--- start of AVAILABLE DATA ---

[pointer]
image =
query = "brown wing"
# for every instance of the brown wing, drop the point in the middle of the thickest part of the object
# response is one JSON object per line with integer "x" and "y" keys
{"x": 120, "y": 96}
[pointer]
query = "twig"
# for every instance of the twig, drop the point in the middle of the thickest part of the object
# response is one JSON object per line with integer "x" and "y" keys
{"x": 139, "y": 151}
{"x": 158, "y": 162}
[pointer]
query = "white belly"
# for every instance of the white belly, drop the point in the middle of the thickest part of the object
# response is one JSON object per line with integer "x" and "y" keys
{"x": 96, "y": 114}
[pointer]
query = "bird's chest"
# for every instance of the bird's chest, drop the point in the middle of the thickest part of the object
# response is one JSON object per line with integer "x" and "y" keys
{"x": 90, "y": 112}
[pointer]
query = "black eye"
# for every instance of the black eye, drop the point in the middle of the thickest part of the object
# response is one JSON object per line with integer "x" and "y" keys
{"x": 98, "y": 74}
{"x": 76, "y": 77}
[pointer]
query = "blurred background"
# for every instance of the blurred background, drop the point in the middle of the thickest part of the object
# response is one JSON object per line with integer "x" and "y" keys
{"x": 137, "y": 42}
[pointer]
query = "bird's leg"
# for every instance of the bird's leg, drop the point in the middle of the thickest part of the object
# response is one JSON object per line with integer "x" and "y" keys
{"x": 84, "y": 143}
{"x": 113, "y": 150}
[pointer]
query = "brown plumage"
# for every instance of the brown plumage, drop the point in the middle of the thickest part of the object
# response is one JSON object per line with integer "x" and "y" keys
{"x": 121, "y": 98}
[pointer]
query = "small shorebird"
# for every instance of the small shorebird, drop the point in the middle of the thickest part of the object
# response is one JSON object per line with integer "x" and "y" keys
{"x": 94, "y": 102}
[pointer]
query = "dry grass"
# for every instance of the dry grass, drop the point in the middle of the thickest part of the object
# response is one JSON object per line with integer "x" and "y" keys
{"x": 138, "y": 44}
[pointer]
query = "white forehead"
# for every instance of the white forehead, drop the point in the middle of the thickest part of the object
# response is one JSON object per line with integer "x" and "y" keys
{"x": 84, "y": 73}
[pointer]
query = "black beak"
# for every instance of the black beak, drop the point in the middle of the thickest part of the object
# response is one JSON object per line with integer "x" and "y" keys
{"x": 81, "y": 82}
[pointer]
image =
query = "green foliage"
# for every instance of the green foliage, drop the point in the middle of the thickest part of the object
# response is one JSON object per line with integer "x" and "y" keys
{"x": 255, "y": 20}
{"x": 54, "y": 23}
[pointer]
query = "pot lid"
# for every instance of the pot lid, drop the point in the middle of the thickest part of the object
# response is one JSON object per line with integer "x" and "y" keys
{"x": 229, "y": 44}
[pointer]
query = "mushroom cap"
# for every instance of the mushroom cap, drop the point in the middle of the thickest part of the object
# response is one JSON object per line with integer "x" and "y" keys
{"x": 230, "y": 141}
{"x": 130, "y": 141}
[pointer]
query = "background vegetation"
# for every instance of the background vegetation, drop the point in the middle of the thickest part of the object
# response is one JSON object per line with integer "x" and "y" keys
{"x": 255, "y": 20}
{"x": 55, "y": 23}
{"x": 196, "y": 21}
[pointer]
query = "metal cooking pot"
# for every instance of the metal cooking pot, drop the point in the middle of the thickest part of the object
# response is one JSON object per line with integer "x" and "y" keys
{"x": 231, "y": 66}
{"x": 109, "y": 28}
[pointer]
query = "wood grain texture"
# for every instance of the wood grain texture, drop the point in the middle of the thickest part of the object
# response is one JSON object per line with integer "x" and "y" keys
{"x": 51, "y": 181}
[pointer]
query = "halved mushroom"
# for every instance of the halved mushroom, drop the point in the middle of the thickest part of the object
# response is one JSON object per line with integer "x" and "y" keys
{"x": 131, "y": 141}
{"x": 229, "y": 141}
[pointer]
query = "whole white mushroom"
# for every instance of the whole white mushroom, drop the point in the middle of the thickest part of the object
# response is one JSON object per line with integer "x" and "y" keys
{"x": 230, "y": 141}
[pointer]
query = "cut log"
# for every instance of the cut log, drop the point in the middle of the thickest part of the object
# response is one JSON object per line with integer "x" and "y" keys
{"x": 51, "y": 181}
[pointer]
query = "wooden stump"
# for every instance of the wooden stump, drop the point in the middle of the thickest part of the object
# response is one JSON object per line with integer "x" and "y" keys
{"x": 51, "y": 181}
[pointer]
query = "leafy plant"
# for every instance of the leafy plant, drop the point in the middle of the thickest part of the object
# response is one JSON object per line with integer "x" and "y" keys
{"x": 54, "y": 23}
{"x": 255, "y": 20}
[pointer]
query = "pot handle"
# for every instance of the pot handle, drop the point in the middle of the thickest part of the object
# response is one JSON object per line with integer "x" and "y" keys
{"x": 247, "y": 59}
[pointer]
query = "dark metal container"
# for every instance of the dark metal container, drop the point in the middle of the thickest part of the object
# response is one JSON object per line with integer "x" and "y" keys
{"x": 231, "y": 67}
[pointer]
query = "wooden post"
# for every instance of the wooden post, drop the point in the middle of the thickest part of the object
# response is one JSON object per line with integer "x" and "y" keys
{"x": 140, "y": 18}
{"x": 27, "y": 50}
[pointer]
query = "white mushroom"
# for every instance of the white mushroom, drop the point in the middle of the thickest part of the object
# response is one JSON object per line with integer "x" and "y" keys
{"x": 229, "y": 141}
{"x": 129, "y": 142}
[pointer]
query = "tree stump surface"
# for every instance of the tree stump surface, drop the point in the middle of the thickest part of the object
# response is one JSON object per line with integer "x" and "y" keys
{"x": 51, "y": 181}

--- end of AVAILABLE DATA ---

WRITTEN PROBLEM: Print the material above once more, exactly.

TASK RESULT:
[pointer]
image =
query = "brown wing"
# for every instance of the brown wing, drop the point in the middle of the thickest part of the object
# response is one JSON object per line with integer "x" and "y" keys
{"x": 120, "y": 96}
[pointer]
query = "twig"
# for every instance of the twig, drop the point in the middle of the thickest part of the object
# response is one JSON object per line with integer "x" and "y" keys
{"x": 139, "y": 151}
{"x": 158, "y": 162}
[pointer]
query = "white belly"
# for every instance of the white belly, drop the point in the middle of the thickest part of the object
# response is one JSON object per line with integer "x" and "y" keys
{"x": 96, "y": 114}
[pointer]
query = "bird's chest"
# for every instance of the bird's chest, drop the point in the middle of the thickest part of the object
# response is one JSON object per line with integer "x" and "y" keys
{"x": 90, "y": 112}
[pointer]
query = "black eye"
# for every instance of the black eye, drop the point in the middle of the thickest part of the object
# response is one JSON object per line with integer "x" and "y" keys
{"x": 98, "y": 74}
{"x": 76, "y": 77}
[pointer]
query = "blurred background"
# for every instance of the blurred background, drop the point in the middle of the thickest part of the object
# response is one JSON object per line with integer "x" and "y" keys
{"x": 137, "y": 42}
[pointer]
query = "bird's leg"
# for every instance of the bird's leg, drop the point in the middle of the thickest part of the object
# response is one JSON object per line with integer "x" and "y" keys
{"x": 84, "y": 143}
{"x": 113, "y": 150}
[pointer]
query = "brown plumage"
# for every instance of the brown plumage, drop the point in the middle of the thickest part of the object
# response is one JSON object per line with integer "x" and "y" keys
{"x": 121, "y": 98}
[pointer]
query = "small shorebird"
# for every instance of the small shorebird, drop the point in the middle of the thickest part of the object
# response is one JSON object per line with integer "x" and "y" keys
{"x": 94, "y": 102}
[pointer]
query = "dry grass"
# for every instance of the dry grass, drop the point in the middle of the thickest part of the object
# response is one JSON object per line with integer "x" and "y" keys
{"x": 138, "y": 44}
[pointer]
query = "white forehead"
# for every instance of the white forehead, drop the point in the middle of the thickest part of the object
# response is one JSON object per line with integer "x" and "y" keys
{"x": 84, "y": 73}
[pointer]
query = "black beak"
# for every instance of the black beak, drop the point in the middle of the thickest part of the object
# response is one JSON object per line with integer "x" and "y" keys
{"x": 81, "y": 82}
[pointer]
image =
query = "green foliage"
# for every instance of the green foliage, drop the point in the middle of the thickest part of the object
# response is one JSON object per line with integer "x" and "y" keys
{"x": 255, "y": 20}
{"x": 54, "y": 23}
[pointer]
query = "pot lid"
# for every instance of the pot lid, drop the point in the middle of the thickest part of the object
# response is one JSON object per line with integer "x" and "y" keys
{"x": 229, "y": 44}
[pointer]
query = "mushroom cap"
# for every instance of the mushroom cap, drop the point in the middle of the thickest part of the object
# response is one JSON object per line with integer "x" and "y" keys
{"x": 230, "y": 141}
{"x": 130, "y": 141}
[pointer]
query = "background vegetation"
# for every instance of the background vegetation, drop the point in the middle of the thickest part of the object
# response is one JSON object per line with integer "x" and "y" keys
{"x": 255, "y": 20}
{"x": 55, "y": 23}
{"x": 196, "y": 21}
[pointer]
query = "metal cooking pot"
# for every instance of the metal cooking pot, drop the point in the middle of the thickest part of the object
# response is one JSON object per line with integer "x" and "y" keys
{"x": 231, "y": 66}
{"x": 109, "y": 28}
[pointer]
query = "wood grain texture"
# for every instance of the wood grain texture, drop the point in the middle of the thickest part of the object
# response is one JSON object per line with integer "x" and "y" keys
{"x": 51, "y": 181}
[pointer]
query = "halved mushroom"
# for every instance of the halved mushroom, drop the point in the middle of the thickest part of the object
# response is one JSON object per line with integer "x" and "y" keys
{"x": 131, "y": 141}
{"x": 229, "y": 141}
[pointer]
query = "whole white mushroom"
# for every instance of the whole white mushroom, drop the point in the middle of the thickest part of the object
# response is one JSON object per line with integer "x" and "y" keys
{"x": 230, "y": 141}
[pointer]
query = "cut log"
# for every instance of the cut log, drop the point in the middle of the thickest part of the object
# response is one JSON object per line with integer "x" and "y" keys
{"x": 51, "y": 181}
[pointer]
query = "wooden stump"
# for every instance of the wooden stump, drop the point in the middle of the thickest part of the object
# response is one JSON object per line with integer "x" and "y" keys
{"x": 51, "y": 181}
[pointer]
query = "leafy plant"
# for every instance of the leafy plant, drop the point in the middle of the thickest part of the object
# response is one JSON object per line with integer "x" and "y" keys
{"x": 54, "y": 23}
{"x": 255, "y": 20}
[pointer]
query = "pot handle"
# for every instance of the pot handle, drop the point in the middle of the thickest part of the object
# response is one JSON object per line with integer "x" and "y" keys
{"x": 247, "y": 59}
[pointer]
query = "dark metal container"
# for every instance of the dark metal container, drop the point in the middle of the thickest part of the object
# response is one JSON object per line with integer "x" and "y" keys
{"x": 231, "y": 67}
[pointer]
query = "wooden post"
# for every instance of the wooden post, drop the point in the middle of the thickest part of the object
# response is one JSON object per line with integer "x" and "y" keys
{"x": 140, "y": 18}
{"x": 27, "y": 50}
[pointer]
query = "white mushroom"
# for every instance of the white mushroom, drop the point in the middle of the thickest part of the object
# response is one JSON object per line with integer "x" and "y" keys
{"x": 229, "y": 141}
{"x": 129, "y": 142}
[pointer]
query = "tree stump surface"
# for every instance of the tree stump surface, drop the point in the middle of the thickest part of the object
# response is one JSON object per line with integer "x" and "y" keys
{"x": 51, "y": 181}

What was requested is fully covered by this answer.